== STORED DATA

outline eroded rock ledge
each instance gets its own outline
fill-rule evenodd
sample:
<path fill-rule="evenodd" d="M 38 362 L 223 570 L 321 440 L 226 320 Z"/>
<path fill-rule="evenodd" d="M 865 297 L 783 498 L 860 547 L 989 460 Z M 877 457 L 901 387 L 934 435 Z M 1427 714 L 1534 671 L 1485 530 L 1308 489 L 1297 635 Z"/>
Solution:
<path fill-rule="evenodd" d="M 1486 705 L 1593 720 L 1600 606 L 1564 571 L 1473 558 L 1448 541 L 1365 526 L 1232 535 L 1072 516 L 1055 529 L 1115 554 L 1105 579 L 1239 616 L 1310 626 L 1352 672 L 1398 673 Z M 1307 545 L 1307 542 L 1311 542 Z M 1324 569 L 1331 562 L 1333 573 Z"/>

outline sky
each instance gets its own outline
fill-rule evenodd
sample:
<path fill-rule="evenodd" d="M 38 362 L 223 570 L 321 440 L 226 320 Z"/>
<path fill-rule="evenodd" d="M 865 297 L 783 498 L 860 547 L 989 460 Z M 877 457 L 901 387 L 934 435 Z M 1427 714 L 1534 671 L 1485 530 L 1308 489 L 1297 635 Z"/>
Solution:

====

_WORK TASK_
Give an exact copy of every line from the one holding "outline sky" through the end of the records, both included, and no other lines.

_OUTPUT FOR THIS EXERCISE_
outline sky
each instance gets its own outline
fill-rule evenodd
sample:
<path fill-rule="evenodd" d="M 38 362 L 223 570 L 321 440 L 226 320 Z"/>
<path fill-rule="evenodd" d="M 865 297 L 783 498 L 860 547 L 989 460 Z M 877 457 L 901 387 L 934 435 Z M 1427 714 L 1534 671 L 1485 530 L 1308 489 L 1297 635 Z"/>
Solution:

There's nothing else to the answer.